[Required work] Give each record below again, without a single difference.

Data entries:
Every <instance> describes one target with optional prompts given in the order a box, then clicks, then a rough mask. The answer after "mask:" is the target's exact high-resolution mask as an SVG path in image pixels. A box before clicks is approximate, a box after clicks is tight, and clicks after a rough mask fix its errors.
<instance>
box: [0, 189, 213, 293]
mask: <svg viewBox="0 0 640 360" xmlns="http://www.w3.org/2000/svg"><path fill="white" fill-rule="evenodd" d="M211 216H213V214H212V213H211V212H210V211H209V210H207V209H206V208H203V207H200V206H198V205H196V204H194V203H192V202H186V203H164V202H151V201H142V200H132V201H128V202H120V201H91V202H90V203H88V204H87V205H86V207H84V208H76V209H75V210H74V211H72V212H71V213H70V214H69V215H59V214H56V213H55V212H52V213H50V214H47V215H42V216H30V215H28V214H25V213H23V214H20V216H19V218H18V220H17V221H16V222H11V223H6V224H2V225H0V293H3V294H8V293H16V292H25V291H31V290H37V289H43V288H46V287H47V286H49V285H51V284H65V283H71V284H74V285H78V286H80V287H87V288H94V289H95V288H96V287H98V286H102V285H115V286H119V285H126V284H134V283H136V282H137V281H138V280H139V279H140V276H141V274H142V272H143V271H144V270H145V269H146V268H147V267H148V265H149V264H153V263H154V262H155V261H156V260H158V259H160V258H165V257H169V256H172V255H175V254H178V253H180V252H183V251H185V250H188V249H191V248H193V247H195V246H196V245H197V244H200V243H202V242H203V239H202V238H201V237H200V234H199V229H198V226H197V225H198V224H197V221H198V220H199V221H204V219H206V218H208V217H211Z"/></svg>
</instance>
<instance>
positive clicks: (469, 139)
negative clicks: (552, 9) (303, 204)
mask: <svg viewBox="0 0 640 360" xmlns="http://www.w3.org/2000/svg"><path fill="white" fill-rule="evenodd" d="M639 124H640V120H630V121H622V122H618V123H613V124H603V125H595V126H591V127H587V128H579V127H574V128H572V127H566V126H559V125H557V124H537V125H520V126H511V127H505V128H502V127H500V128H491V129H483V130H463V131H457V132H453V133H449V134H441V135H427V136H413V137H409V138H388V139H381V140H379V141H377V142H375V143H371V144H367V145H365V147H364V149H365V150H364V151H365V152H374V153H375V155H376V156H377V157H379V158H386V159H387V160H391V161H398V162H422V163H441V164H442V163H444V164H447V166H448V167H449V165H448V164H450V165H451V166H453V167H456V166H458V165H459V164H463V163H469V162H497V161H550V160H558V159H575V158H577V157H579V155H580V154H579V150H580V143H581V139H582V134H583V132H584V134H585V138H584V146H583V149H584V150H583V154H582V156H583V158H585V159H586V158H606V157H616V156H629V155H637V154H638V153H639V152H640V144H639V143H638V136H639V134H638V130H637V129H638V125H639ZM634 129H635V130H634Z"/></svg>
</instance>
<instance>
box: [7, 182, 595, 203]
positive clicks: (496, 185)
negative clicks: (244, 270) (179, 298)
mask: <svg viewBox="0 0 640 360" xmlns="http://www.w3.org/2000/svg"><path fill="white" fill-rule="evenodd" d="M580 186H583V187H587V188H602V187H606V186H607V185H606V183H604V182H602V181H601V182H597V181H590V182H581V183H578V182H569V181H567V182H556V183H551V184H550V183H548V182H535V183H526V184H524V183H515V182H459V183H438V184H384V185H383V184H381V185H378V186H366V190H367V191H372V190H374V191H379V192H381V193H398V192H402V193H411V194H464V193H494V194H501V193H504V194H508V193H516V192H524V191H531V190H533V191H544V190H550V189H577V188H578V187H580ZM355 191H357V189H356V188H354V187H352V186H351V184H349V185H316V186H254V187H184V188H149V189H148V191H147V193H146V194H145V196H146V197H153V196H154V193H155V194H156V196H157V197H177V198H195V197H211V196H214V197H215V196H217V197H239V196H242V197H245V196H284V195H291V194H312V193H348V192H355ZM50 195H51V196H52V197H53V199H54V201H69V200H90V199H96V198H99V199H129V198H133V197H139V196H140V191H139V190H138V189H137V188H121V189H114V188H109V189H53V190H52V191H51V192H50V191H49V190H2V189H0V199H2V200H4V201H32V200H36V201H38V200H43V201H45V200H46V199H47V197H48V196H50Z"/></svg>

[Result for this task]
Every <instance> describes one target with optional prompts given in the order a box, then clicks, then a rough mask. The answer after "mask:" is the target's exact high-resolution mask as an SVG path in image pixels. A box before clicks is approximate, a box after clicks is tight, and clicks after a rough mask fix its errors.
<instance>
box: [0, 189, 213, 293]
mask: <svg viewBox="0 0 640 360" xmlns="http://www.w3.org/2000/svg"><path fill="white" fill-rule="evenodd" d="M211 216H213V214H212V213H211V212H210V211H209V210H207V209H206V208H203V207H200V206H198V205H196V204H194V203H192V202H186V203H164V202H151V201H142V200H132V201H128V202H120V201H91V202H90V203H88V204H87V205H86V207H84V208H76V209H75V210H74V211H72V212H71V213H70V214H69V215H59V214H56V213H55V212H52V213H50V214H47V215H42V216H30V215H28V214H25V213H23V214H20V216H19V218H18V220H17V221H16V222H11V223H6V224H2V225H0V293H3V294H8V293H16V292H25V291H31V290H37V289H43V288H46V287H47V286H49V285H51V284H65V283H71V284H74V285H78V286H80V287H87V288H94V289H95V288H96V287H98V286H102V285H115V286H119V285H126V284H134V283H136V282H137V281H138V280H139V279H140V276H141V274H142V272H143V271H144V270H145V269H146V268H147V267H148V265H149V264H153V263H154V262H155V261H156V260H158V259H160V258H165V257H169V256H172V255H175V254H178V253H180V252H183V251H185V250H188V249H191V248H193V247H195V246H196V245H197V244H200V243H202V242H203V239H202V238H201V237H200V234H199V229H198V226H197V225H198V224H197V221H198V220H199V221H204V219H206V218H208V217H211Z"/></svg>
</instance>
<instance>
positive clicks: (469, 139)
negative clicks: (552, 9) (303, 204)
mask: <svg viewBox="0 0 640 360" xmlns="http://www.w3.org/2000/svg"><path fill="white" fill-rule="evenodd" d="M639 124H640V120H630V121H622V122H618V123H613V124H603V125H595V126H591V127H587V128H579V127H574V128H572V127H566V126H559V125H557V124H537V125H520V126H511V127H505V128H502V127H500V128H491V129H483V130H463V131H457V132H453V133H449V134H441V135H427V136H413V137H409V138H388V139H381V140H379V141H377V142H375V143H371V144H367V145H365V147H364V149H365V150H364V151H365V152H374V153H375V155H376V156H377V157H379V158H386V159H387V160H391V161H398V162H422V163H441V164H442V163H444V164H447V166H448V167H449V165H448V164H450V165H451V166H453V167H456V166H458V165H459V164H463V163H469V162H497V161H550V160H558V159H575V158H577V157H579V155H580V154H579V150H580V143H581V139H582V134H583V132H584V134H585V138H584V146H583V149H584V150H583V154H582V156H583V158H585V159H586V158H606V157H616V156H629V155H637V154H638V153H639V152H640V144H639V143H638V136H639V134H638V130H637V129H638V125H639ZM634 129H635V130H634Z"/></svg>
</instance>
<instance>
box: [7, 182, 595, 203]
positive clicks: (496, 185)
negative clicks: (244, 270) (179, 298)
mask: <svg viewBox="0 0 640 360" xmlns="http://www.w3.org/2000/svg"><path fill="white" fill-rule="evenodd" d="M580 186H583V187H587V188H602V187H606V186H607V185H606V183H604V182H602V181H601V182H597V181H590V182H581V183H578V182H569V181H567V182H556V183H551V184H550V183H548V182H535V183H526V184H524V183H515V182H459V183H438V184H384V185H383V184H381V185H378V186H366V190H367V191H372V190H374V191H379V192H381V193H398V192H402V193H411V194H464V193H494V194H501V193H504V194H508V193H516V192H524V191H531V190H533V191H544V190H550V189H577V188H578V187H580ZM355 191H357V189H356V188H354V187H352V186H351V184H349V185H316V186H254V187H184V188H149V189H148V191H147V193H146V194H145V196H146V197H153V196H154V193H155V194H156V196H157V197H177V198H195V197H211V196H214V197H215V196H217V197H239V196H242V197H245V196H284V195H291V194H312V193H348V192H355ZM50 195H51V196H52V197H53V199H54V201H69V200H90V199H96V198H99V199H129V198H133V197H139V196H140V191H139V190H138V189H137V188H121V189H114V188H109V189H53V190H52V191H51V192H50V191H49V190H2V189H0V199H2V200H4V201H32V200H36V201H38V200H43V201H45V200H46V199H47V197H48V196H50Z"/></svg>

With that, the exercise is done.